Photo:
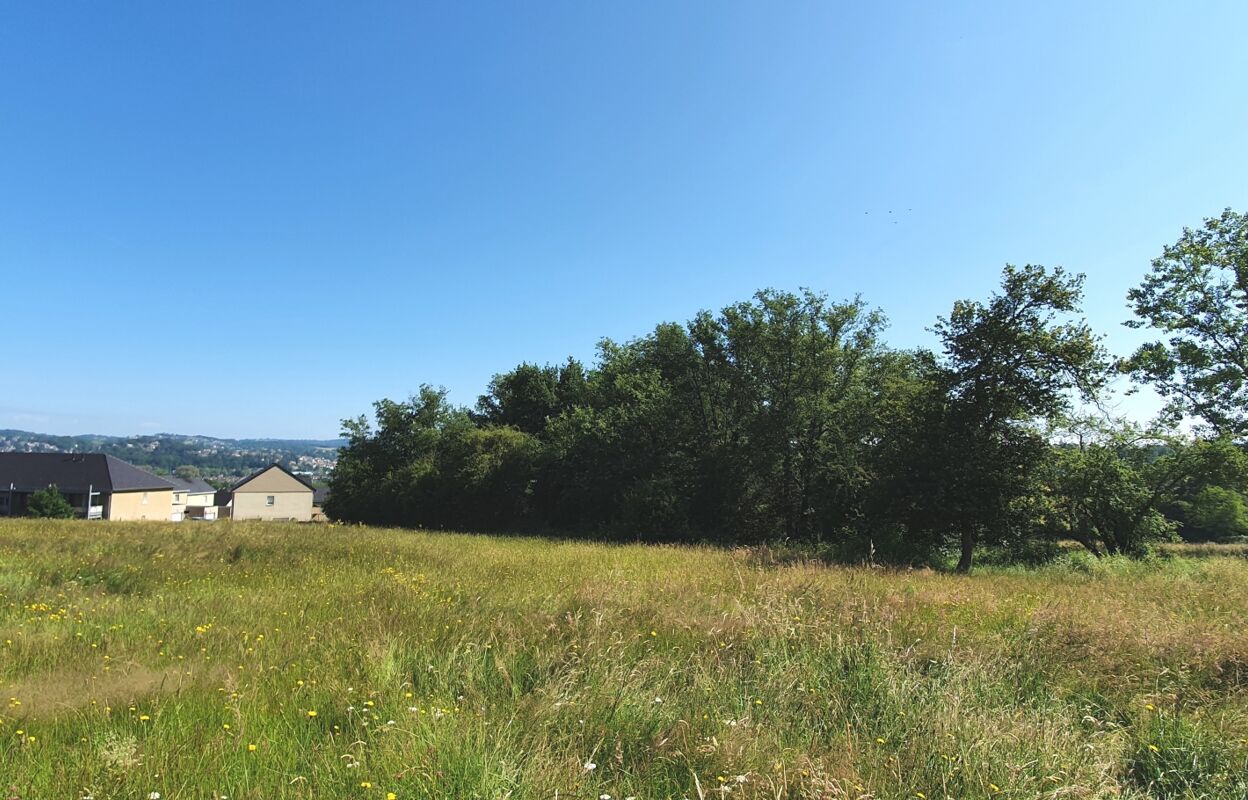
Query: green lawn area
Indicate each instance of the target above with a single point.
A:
(272, 660)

■ ■ ■ ■

• Brief: Copy exactly, and only, the lines from the line containing "Indicate each instance" to the end of the listing, with both ends included.

• Output:
Indicate each instance of the target above with a single point.
A:
(272, 660)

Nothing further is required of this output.